* **Prompt**: The output must be the data, printed exactly as written.

Dataset entries:
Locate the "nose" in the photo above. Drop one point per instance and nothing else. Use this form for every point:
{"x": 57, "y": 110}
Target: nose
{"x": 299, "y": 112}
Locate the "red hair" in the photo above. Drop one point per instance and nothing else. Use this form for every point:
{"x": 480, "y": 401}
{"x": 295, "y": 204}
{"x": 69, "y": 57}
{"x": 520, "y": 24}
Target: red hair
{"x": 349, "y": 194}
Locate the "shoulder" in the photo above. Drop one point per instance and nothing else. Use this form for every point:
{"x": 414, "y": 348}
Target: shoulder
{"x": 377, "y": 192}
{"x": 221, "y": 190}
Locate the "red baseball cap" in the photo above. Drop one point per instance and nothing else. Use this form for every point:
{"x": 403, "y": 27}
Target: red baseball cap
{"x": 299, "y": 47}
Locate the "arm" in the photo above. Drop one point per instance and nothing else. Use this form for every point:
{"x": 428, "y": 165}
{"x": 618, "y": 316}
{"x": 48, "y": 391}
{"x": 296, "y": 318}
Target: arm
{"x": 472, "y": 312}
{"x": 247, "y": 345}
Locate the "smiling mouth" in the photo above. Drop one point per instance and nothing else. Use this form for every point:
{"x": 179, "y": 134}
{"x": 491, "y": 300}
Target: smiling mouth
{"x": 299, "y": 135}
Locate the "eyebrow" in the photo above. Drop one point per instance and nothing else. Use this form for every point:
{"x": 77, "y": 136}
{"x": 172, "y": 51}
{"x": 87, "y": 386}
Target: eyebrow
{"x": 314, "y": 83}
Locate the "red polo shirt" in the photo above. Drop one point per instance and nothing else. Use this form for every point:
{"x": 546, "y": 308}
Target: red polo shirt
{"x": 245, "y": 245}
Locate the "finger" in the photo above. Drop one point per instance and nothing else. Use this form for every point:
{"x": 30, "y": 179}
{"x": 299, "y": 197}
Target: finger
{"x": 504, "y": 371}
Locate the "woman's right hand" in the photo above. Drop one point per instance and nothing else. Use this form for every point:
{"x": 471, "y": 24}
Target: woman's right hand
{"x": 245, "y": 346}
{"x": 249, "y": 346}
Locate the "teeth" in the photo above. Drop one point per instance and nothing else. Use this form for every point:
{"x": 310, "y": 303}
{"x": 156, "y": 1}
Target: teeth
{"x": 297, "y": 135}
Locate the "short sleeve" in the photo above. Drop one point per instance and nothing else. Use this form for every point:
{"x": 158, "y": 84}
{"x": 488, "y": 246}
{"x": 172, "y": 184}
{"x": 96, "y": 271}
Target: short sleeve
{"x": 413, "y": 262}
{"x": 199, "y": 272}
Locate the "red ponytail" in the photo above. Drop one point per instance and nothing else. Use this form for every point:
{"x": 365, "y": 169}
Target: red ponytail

* **Exercise result**:
Locate the "nose" in the photo above. Drop one point per instance and nothing else. Use this form for every point:
{"x": 57, "y": 110}
Target: nose
{"x": 299, "y": 112}
Locate the "red hair" in the photo above. Drop one point per instance and nothing else. Use this form for every point:
{"x": 480, "y": 401}
{"x": 295, "y": 204}
{"x": 69, "y": 57}
{"x": 520, "y": 24}
Target: red hair
{"x": 349, "y": 194}
Locate the "shoulder" in the photo above. Drop one point per instance and nothing else. Use this form for every point:
{"x": 414, "y": 348}
Target: shoulder
{"x": 377, "y": 192}
{"x": 221, "y": 190}
Locate the "red baseball cap" in the photo above. Drop one point per instance and nothing else. Use this form for every point:
{"x": 403, "y": 27}
Target: red baseball cap
{"x": 299, "y": 47}
Locate the "arm" in the photo above. Drop one point per instance and nothing else. Use this form for every point:
{"x": 428, "y": 165}
{"x": 618, "y": 316}
{"x": 48, "y": 391}
{"x": 296, "y": 318}
Target: arm
{"x": 472, "y": 312}
{"x": 247, "y": 345}
Locate the "smiling mouth" in the photo above. Drop one point per instance and nothing else. Use this form for every point:
{"x": 179, "y": 134}
{"x": 491, "y": 300}
Target: smiling mouth
{"x": 299, "y": 135}
Locate the "eyebrow" in the photo above. Drop one point per instance and nothing else. Use this form for every point:
{"x": 77, "y": 136}
{"x": 172, "y": 51}
{"x": 87, "y": 386}
Target: eyebrow
{"x": 314, "y": 83}
Locate the "red polo shirt" in the photo above. Drop one point per instance and nothing else. Use this form for every point:
{"x": 546, "y": 308}
Target: red polo shirt
{"x": 245, "y": 245}
Locate the "finger" in the photo above. Drop one point per instance and nothing else. Use this form for every point:
{"x": 30, "y": 179}
{"x": 299, "y": 197}
Target: finger
{"x": 504, "y": 371}
Locate the "woman's right hand" in the photo above. Drop one point per instance and nothing else. Use this form for every point:
{"x": 471, "y": 24}
Target: woman's right hand
{"x": 245, "y": 346}
{"x": 249, "y": 346}
Locate the "teeth" in the photo above. Drop one point per instance and nothing else. Use this form for every point:
{"x": 310, "y": 303}
{"x": 156, "y": 1}
Target: teeth
{"x": 297, "y": 135}
Locate the "short sleeve" in the photo above. Drop one point per instance and nothing else. Use this form for every point:
{"x": 158, "y": 84}
{"x": 488, "y": 246}
{"x": 172, "y": 184}
{"x": 96, "y": 271}
Target: short sleeve
{"x": 413, "y": 262}
{"x": 199, "y": 272}
Locate the "red ponytail" in the photo above. Drop one point per instance and nothing else. Use this form for every point:
{"x": 365, "y": 169}
Target: red ponytail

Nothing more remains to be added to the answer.